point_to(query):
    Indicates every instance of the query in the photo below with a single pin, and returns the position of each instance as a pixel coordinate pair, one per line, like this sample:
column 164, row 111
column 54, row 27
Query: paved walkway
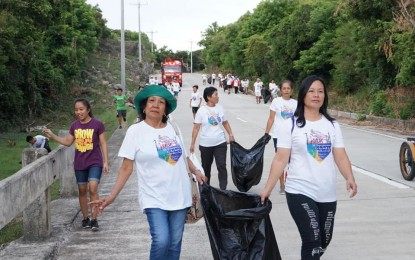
column 377, row 224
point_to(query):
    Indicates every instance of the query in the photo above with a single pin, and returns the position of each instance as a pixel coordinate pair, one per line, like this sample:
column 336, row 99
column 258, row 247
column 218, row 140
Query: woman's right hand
column 264, row 195
column 100, row 204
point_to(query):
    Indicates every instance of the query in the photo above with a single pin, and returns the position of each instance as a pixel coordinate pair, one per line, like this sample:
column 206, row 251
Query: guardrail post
column 36, row 217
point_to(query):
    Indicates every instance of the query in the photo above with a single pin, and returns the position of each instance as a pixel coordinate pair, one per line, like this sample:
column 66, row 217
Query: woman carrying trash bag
column 312, row 143
column 164, row 184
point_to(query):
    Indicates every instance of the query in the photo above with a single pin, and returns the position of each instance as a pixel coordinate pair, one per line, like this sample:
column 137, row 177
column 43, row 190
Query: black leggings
column 219, row 153
column 314, row 221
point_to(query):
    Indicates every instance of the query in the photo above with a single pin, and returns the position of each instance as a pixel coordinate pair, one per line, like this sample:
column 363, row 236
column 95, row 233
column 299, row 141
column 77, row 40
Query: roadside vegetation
column 363, row 49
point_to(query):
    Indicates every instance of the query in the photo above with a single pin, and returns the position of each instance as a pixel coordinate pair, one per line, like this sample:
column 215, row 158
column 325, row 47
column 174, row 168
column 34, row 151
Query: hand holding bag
column 195, row 211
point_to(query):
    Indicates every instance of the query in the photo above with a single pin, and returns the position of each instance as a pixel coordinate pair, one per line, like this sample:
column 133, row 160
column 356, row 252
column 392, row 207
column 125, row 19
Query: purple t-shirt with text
column 87, row 147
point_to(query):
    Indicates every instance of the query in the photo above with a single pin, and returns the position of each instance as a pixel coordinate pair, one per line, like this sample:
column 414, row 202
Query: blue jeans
column 166, row 229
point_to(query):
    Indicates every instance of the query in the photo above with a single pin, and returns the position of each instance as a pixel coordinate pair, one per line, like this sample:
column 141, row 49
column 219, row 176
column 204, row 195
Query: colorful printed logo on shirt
column 286, row 112
column 83, row 139
column 318, row 145
column 168, row 149
column 214, row 119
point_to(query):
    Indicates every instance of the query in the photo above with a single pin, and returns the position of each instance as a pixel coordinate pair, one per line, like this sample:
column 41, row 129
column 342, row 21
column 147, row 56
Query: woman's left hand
column 351, row 187
column 200, row 177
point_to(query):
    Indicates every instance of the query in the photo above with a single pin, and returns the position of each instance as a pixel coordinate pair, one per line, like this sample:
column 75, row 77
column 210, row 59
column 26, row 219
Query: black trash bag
column 238, row 225
column 247, row 165
column 266, row 95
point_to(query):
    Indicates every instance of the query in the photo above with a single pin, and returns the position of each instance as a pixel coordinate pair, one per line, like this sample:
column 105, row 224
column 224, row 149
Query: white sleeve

> Exercise requirements:
The material must be restated verbatim. Its pictures must be omitted.

> Result of the exercise:
point_to(query):
    Indicates every instance of the query in the photo below with a single pin, and returns the position of each instance as a pixel coordinate pair, one per line, like this sample:
column 164, row 111
column 54, row 27
Query: paved walkway
column 377, row 224
point_to(query):
    Indicates every instance of the query in the photo above with a single pin, and returns the position of each instance as a pixel coordinate pair, one per line, like this sample:
column 336, row 99
column 258, row 247
column 218, row 140
Query: woman's right hand
column 264, row 195
column 100, row 204
point_to(query):
    Indicates every instance of the query in the photo above with a single pin, and returns the position of each instance as a pixel coordinate pair, one per line, like this sample:
column 206, row 251
Query: guardrail post
column 36, row 217
point_to(query):
    Indicates every instance of the query in the photo above with a single pin, and returns the position of each instance as a pixel coordinate pair, one per line, like this sample:
column 66, row 217
Query: woman carrying trash bag
column 312, row 143
column 164, row 184
point_to(query):
    Indicates every instance of the query in the photo above with a single pin, and returns the position of each instance as a pixel coordinate pair, one per line, like this sample:
column 137, row 177
column 43, row 190
Query: black leggings
column 219, row 153
column 314, row 221
point_to(query):
    Indicates every instance of the query in the photo above with a single pin, and returns the position of each instance as a pixel coordinate pair, one per line, like this sample:
column 363, row 236
column 95, row 233
column 299, row 141
column 77, row 40
Query: roadside vegetation
column 363, row 49
point_to(query):
    Indicates every instance of the query in the photo above with a single pin, and returns the position of each instance as a pixel coordinate pair, one per line, like this sample:
column 215, row 158
column 325, row 47
column 174, row 168
column 34, row 151
Query: hand holding bag
column 195, row 211
point_to(query):
    Indicates every instance of the query in the photo above with a single pin, and returns the position of each instance as a pixel coordinate pair, one per line, like this sample:
column 133, row 160
column 356, row 252
column 392, row 207
column 125, row 19
Query: purple t-shirt with text
column 87, row 147
point_to(query):
    Indicates every instance of the query in the photo above with a single pin, and returns the position of each instance as a pixel coordinate pair, one per line, like this sample:
column 414, row 202
Query: blue jeans
column 166, row 229
point_to(query):
    Indicates every instance of the query in the photo above with a single pin, and returns the position of each instance as a pixel coordinate pair, one per line, like this sample:
column 141, row 49
column 219, row 176
column 204, row 195
Query: colorful printed logo on shirt
column 286, row 112
column 83, row 139
column 318, row 145
column 168, row 149
column 214, row 119
point_to(query):
    Indicates every instance of the query in the photo above with a single pin, and returns the position of each instance as a pixel coordinate pair, one per line, like this sample:
column 41, row 129
column 342, row 21
column 147, row 56
Query: woman's left hand
column 351, row 187
column 200, row 177
point_to(query):
    Indicates every instance of the query in the photo above with a single pin, and returns the position of each instance as a pixel coordinate pair, one per line, like this sample:
column 75, row 77
column 210, row 59
column 26, row 219
Query: black trash bag
column 238, row 225
column 247, row 165
column 266, row 95
point_to(query):
    Indicates every instance of the query in the photo above with a single pin, and returns the position of each instance as a pixel coordinate pair, one per line, like this sample:
column 105, row 224
column 224, row 149
Query: white sleeve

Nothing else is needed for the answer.